ABOUT THIS TASK – The first line of the entries through the line bearing "Target: red plastic barrel": copy these lines exactly and return nothing else.

[Collected data]
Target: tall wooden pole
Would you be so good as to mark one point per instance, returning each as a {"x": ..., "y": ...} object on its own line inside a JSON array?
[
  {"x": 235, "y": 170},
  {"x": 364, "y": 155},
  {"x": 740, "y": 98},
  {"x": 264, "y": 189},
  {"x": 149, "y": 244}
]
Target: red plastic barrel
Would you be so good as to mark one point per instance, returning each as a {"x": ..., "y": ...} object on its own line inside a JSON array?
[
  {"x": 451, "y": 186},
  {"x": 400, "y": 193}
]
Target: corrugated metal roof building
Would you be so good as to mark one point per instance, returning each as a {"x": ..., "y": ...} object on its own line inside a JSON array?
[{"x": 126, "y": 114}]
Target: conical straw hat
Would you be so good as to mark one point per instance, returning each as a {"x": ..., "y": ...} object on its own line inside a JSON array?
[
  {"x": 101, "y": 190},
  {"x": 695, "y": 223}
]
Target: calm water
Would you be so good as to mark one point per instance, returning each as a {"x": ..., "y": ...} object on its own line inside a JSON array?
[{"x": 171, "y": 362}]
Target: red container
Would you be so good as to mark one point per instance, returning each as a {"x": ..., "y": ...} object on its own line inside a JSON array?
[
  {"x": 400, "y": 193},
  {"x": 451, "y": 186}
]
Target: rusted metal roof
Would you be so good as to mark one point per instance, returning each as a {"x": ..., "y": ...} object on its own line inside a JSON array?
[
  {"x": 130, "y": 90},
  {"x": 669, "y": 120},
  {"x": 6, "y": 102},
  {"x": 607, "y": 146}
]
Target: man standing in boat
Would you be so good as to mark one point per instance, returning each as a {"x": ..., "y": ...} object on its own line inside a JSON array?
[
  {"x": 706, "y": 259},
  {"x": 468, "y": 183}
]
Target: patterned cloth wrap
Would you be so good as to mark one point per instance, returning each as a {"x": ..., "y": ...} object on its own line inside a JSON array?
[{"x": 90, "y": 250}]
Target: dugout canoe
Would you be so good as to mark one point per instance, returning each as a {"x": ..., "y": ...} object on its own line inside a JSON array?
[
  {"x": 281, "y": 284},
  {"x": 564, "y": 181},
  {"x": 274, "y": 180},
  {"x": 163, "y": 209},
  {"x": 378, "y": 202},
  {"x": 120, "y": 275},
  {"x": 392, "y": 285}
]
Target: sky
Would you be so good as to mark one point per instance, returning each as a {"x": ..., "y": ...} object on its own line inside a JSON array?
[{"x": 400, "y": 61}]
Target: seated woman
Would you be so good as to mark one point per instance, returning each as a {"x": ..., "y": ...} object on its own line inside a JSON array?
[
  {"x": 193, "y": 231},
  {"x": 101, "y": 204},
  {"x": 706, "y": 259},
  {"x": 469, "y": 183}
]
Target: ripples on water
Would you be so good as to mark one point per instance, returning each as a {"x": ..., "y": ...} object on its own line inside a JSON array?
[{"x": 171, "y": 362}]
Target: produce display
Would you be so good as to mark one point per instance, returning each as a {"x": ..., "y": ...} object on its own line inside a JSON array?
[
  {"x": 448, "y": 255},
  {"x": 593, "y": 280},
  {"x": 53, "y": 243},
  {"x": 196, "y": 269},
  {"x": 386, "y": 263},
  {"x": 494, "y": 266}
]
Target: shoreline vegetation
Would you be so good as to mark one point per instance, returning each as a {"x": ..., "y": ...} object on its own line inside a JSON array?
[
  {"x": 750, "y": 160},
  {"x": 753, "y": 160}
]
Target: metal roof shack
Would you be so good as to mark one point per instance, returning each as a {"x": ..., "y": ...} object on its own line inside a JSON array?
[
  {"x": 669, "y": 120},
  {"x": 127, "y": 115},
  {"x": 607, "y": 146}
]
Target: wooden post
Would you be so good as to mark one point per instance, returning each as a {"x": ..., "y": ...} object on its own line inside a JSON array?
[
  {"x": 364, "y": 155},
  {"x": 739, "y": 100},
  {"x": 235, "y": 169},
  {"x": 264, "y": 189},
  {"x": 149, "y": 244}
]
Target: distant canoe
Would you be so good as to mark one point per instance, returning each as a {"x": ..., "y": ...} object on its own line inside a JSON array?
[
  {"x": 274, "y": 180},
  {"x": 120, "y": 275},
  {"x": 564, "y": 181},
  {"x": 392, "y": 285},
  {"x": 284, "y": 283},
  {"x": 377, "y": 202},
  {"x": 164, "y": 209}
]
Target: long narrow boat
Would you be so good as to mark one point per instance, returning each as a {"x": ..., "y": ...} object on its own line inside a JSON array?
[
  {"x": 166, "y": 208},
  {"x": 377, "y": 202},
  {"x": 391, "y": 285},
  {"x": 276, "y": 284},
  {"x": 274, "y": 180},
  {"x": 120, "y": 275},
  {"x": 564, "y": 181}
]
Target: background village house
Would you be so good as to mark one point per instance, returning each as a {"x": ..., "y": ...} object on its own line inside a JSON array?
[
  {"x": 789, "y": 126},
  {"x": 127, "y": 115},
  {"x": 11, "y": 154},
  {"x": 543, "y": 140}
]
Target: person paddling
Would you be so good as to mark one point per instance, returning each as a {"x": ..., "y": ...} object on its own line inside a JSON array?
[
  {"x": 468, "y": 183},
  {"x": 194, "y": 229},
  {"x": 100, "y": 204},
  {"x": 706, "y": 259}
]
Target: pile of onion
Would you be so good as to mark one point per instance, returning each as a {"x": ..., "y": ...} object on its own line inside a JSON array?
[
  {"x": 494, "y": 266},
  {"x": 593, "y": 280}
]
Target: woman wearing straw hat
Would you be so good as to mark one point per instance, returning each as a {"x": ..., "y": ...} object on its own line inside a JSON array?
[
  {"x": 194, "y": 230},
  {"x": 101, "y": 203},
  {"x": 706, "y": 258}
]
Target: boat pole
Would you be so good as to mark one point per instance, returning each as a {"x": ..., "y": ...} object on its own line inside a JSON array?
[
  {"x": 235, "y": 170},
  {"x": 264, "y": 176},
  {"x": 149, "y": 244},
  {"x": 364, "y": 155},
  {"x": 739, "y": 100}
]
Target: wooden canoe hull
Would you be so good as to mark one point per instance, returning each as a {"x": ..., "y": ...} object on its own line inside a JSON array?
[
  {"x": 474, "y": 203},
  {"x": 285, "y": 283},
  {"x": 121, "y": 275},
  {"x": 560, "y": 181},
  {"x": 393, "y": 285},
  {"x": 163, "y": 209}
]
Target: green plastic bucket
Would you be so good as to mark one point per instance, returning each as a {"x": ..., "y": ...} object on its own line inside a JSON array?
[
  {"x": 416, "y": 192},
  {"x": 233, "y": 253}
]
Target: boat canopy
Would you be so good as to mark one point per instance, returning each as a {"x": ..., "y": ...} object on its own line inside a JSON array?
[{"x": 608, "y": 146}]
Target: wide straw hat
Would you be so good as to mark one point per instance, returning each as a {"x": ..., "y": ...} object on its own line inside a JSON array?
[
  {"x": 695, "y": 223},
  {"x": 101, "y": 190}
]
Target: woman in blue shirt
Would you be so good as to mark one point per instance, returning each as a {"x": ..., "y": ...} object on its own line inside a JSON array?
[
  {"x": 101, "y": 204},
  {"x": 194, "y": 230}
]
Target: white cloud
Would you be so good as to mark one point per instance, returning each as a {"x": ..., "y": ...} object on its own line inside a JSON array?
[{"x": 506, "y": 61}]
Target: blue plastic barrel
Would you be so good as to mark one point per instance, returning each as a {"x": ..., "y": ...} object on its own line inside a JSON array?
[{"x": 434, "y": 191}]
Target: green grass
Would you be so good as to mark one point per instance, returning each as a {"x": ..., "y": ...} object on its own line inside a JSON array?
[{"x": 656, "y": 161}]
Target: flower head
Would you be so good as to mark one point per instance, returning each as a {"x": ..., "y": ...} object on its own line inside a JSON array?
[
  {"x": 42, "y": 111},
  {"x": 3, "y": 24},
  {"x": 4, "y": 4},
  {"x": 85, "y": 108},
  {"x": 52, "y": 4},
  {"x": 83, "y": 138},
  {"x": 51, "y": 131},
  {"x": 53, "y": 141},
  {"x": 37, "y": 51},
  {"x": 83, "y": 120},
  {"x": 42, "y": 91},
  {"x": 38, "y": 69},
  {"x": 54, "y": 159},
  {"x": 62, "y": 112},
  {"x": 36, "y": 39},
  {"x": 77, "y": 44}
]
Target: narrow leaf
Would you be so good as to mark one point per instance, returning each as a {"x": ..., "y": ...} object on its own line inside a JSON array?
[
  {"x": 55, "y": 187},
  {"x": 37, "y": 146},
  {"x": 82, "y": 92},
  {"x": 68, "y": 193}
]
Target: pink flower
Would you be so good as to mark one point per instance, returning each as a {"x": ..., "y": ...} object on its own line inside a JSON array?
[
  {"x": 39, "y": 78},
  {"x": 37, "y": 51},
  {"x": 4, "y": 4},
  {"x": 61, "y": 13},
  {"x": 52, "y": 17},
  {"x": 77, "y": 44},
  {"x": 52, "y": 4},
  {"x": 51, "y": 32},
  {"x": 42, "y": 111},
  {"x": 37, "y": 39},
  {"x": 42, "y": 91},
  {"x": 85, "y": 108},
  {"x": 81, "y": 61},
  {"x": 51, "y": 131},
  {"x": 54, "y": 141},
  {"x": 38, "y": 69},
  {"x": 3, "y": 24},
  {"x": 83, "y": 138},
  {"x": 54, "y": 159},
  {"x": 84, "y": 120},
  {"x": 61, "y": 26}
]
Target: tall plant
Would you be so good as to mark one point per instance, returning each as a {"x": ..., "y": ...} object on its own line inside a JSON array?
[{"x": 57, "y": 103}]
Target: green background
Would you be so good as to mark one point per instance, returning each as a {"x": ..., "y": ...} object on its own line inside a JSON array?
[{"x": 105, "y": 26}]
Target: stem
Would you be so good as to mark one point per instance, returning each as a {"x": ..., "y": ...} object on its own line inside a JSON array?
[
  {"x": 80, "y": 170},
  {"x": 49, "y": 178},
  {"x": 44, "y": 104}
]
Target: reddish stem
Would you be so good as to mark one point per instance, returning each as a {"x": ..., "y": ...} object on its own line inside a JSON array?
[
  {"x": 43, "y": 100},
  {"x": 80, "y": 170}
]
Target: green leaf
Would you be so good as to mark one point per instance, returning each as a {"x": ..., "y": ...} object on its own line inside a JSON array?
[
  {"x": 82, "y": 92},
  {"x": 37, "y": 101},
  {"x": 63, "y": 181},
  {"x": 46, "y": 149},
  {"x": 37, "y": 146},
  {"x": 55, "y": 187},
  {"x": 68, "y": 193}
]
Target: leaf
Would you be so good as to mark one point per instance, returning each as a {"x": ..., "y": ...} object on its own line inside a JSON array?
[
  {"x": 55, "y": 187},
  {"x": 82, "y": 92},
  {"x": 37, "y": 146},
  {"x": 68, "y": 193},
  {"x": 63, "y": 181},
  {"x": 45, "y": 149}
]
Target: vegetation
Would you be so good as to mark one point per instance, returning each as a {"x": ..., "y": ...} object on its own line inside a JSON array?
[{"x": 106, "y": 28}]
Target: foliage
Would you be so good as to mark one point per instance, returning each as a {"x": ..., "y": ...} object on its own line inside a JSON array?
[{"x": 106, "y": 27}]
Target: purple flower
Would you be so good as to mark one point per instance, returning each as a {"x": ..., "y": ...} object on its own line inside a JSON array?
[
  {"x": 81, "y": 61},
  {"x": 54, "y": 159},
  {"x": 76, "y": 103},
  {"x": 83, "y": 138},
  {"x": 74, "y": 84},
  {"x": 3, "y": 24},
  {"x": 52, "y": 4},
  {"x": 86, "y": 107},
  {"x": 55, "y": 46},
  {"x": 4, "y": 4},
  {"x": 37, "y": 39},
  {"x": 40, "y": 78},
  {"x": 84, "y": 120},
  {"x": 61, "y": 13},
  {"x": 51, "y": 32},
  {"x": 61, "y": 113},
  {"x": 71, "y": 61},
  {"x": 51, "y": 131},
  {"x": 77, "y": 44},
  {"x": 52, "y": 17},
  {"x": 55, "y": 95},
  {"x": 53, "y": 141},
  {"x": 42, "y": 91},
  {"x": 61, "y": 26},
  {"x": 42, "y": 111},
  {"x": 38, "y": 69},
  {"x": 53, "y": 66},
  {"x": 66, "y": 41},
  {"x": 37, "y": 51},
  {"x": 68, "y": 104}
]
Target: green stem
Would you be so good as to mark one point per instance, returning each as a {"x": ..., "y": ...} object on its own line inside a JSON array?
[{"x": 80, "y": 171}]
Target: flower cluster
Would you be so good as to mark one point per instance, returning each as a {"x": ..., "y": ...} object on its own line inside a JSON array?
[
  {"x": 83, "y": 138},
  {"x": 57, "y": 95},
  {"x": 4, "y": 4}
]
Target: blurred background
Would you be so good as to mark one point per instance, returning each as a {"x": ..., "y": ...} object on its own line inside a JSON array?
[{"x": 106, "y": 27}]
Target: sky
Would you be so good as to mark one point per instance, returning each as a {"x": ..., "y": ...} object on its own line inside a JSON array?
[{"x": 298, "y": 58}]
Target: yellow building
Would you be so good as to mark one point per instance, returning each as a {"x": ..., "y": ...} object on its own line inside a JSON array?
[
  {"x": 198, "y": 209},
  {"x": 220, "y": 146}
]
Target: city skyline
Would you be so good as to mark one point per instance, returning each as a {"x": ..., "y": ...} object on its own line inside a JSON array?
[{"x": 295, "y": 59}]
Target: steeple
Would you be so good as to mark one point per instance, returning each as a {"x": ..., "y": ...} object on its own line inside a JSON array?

OUTPUT BELOW –
Target: tall wooden pole
Would you be so good as to mark one point per instance, returning each as a {"x": ..., "y": ...} object on its own line inside a JSON array?
[
  {"x": 235, "y": 170},
  {"x": 364, "y": 155},
  {"x": 740, "y": 98},
  {"x": 264, "y": 189},
  {"x": 149, "y": 244}
]
Target: red plastic barrel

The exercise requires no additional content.